**Aim of the exercise**
Set out every line of the records below as a Markdown table, leaving out blank lines, with a "Number" column for the row number and a "Line" column for the line itself.

**Task input**
• • •

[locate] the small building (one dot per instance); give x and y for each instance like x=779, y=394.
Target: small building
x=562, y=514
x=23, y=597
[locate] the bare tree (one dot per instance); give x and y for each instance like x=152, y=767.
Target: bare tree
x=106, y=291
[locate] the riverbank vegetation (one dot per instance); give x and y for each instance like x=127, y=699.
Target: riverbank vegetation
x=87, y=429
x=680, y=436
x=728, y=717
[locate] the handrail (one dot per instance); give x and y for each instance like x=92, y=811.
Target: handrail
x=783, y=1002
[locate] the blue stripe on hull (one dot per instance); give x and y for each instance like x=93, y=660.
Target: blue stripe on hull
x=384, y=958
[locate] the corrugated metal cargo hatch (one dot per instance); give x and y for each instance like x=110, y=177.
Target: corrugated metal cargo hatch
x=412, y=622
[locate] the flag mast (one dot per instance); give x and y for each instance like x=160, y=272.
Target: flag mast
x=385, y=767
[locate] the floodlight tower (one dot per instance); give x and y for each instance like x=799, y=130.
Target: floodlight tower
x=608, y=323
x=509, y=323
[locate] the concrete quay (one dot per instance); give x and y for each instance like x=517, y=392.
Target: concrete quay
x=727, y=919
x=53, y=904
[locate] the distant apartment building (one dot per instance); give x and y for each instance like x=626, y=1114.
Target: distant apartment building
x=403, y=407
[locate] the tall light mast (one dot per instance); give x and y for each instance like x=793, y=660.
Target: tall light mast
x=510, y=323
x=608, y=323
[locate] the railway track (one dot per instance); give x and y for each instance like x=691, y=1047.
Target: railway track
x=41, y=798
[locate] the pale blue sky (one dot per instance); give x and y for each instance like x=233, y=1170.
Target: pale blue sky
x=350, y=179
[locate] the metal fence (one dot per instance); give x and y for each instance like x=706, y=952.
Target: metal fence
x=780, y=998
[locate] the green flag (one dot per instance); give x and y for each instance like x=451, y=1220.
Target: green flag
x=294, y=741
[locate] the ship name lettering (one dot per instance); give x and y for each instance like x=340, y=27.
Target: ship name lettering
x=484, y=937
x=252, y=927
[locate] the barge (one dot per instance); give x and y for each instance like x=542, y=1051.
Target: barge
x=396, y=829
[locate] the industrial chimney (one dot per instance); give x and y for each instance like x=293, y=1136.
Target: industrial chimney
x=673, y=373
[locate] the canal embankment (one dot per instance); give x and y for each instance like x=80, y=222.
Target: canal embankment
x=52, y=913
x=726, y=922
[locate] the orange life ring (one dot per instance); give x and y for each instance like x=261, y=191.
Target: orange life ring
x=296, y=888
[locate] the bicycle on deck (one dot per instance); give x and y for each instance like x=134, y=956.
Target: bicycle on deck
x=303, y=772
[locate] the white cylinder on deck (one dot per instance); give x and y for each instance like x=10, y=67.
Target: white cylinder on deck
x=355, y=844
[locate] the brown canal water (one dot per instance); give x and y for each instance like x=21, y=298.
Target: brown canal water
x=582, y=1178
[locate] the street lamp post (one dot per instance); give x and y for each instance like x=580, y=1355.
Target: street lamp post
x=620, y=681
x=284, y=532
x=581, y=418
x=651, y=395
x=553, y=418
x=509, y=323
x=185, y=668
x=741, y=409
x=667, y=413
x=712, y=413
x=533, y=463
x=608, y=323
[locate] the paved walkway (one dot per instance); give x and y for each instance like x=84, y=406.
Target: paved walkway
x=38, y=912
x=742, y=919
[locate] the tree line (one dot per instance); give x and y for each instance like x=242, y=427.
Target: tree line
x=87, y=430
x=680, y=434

• • •

**Result**
| Number | Line |
|---|---|
| 1 | [locate] the small building (one dot per instance); give x and y for each instance like x=779, y=394. |
| 2 | Target: small building |
| 3 | x=562, y=514 |
| 4 | x=23, y=597 |
| 5 | [locate] the bare tree (one dot per instance); give x and y for each instance like x=152, y=767. |
| 6 | Target: bare tree |
| 7 | x=106, y=291 |
| 8 | [locate] the riverbank vegetation (one dot per instance); give x and y for each instance like x=127, y=699. |
| 9 | Target: riverbank vegetation |
| 10 | x=87, y=429 |
| 11 | x=680, y=436 |
| 12 | x=728, y=717 |
| 13 | [locate] the handrail (one dot per instance); give x and y for each instance like x=92, y=811. |
| 14 | Target: handrail |
| 15 | x=783, y=1002 |
| 16 | [locate] the blue stripe on hull (one dot per instance); give x and y for each instance like x=93, y=660. |
| 17 | Target: blue stripe on hull |
| 18 | x=384, y=958 |
| 19 | [locate] the corrugated metal cargo hatch (one dot per instance); give x and y for each instance like x=110, y=177. |
| 20 | Target: corrugated metal cargo hatch |
| 21 | x=412, y=622 |
| 22 | [locate] the flag mast (one dot per instance); give x and y for each instance like x=160, y=272. |
| 23 | Target: flag mast |
| 24 | x=385, y=767 |
| 25 | [locate] the floodlight tower (one dot per instance); give x and y for each instance like x=799, y=130. |
| 26 | Target: floodlight tower |
| 27 | x=608, y=323 |
| 28 | x=509, y=323 |
| 29 | [locate] the concrete quay (one dot per instance); give x and y for each instance like x=517, y=392. |
| 30 | Target: concrete quay |
| 31 | x=727, y=919 |
| 32 | x=53, y=904 |
| 33 | [locate] the distant apartment building (one dot per instance); give x and y for each instance like x=626, y=1114. |
| 34 | Target: distant apartment building |
| 35 | x=403, y=407 |
| 36 | [locate] the tall light mast (one dot per instance); give x and y for each instance like x=793, y=660. |
| 37 | Target: tall light mast |
| 38 | x=510, y=323 |
| 39 | x=608, y=323 |
| 40 | [locate] the railway track (one dot per instance); give x and y for each instance like x=691, y=1047. |
| 41 | Target: railway track |
| 42 | x=41, y=798 |
| 43 | [locate] the pale blue sky (one dot per instance); give x and y for each instance like x=233, y=1170. |
| 44 | Target: pale blue sky |
| 45 | x=350, y=179 |
| 46 | [locate] the metal fence (one dot per instance); give x and y for each instance like x=706, y=952. |
| 47 | Target: metal fence |
| 48 | x=780, y=998 |
| 49 | [locate] the green flag (one dot per instance); give x and y for each instance like x=451, y=1220. |
| 50 | Target: green flag |
| 51 | x=294, y=741 |
| 52 | [locate] the ship name lettering (one dot per instance); give x and y for each instance like x=340, y=27. |
| 53 | Target: ship name lettering |
| 54 | x=484, y=937 |
| 55 | x=252, y=927 |
| 56 | [locate] the barge (one dot per instance); give x and y for each instance like x=542, y=1051. |
| 57 | Target: barge |
| 58 | x=396, y=829 |
| 59 | [locate] the industrial chimney (one dot per instance); give x and y for each instance like x=293, y=1136. |
| 60 | Target: industrial chimney |
| 61 | x=673, y=373 |
| 62 | [locate] the canal embankment (one dot per instance); give x and y for each instance like x=80, y=222. |
| 63 | Target: canal embankment |
| 64 | x=52, y=913 |
| 65 | x=726, y=922 |
| 66 | [locate] the orange life ring (one dot per instance); give x and y for each instance like x=261, y=191. |
| 67 | Target: orange life ring |
| 68 | x=296, y=888 |
| 69 | [locate] the bicycle on deck (one dot per instance); give x and y for each instance like x=134, y=956. |
| 70 | Target: bicycle on deck |
| 71 | x=303, y=772 |
| 72 | [locate] the white cylinder on deck (one dot per instance); give x and y for each instance like x=10, y=67. |
| 73 | Target: white cylinder on deck |
| 74 | x=355, y=844 |
| 75 | [locate] the brown canal water (one dot per instance); give x and y for each instance like x=21, y=298. |
| 76 | Target: brown canal water |
| 77 | x=582, y=1178 |
| 78 | [locate] the street lamp post (one dot per instance); give x and y for each instance like x=580, y=1355. |
| 79 | Target: street lamp post |
| 80 | x=620, y=681 |
| 81 | x=284, y=532 |
| 82 | x=581, y=418 |
| 83 | x=651, y=395 |
| 84 | x=553, y=418 |
| 85 | x=509, y=323 |
| 86 | x=185, y=668 |
| 87 | x=741, y=409 |
| 88 | x=667, y=413 |
| 89 | x=712, y=413 |
| 90 | x=533, y=463 |
| 91 | x=608, y=323 |
| 92 | [locate] the paved walkway (one dot per instance); give x and y for each instance like x=84, y=406. |
| 93 | Target: paved walkway |
| 94 | x=38, y=912 |
| 95 | x=742, y=919 |
| 96 | [locate] the tree line (one dot per instance); give x and y for each instance like x=242, y=427. |
| 97 | Target: tree line |
| 98 | x=87, y=430 |
| 99 | x=680, y=434 |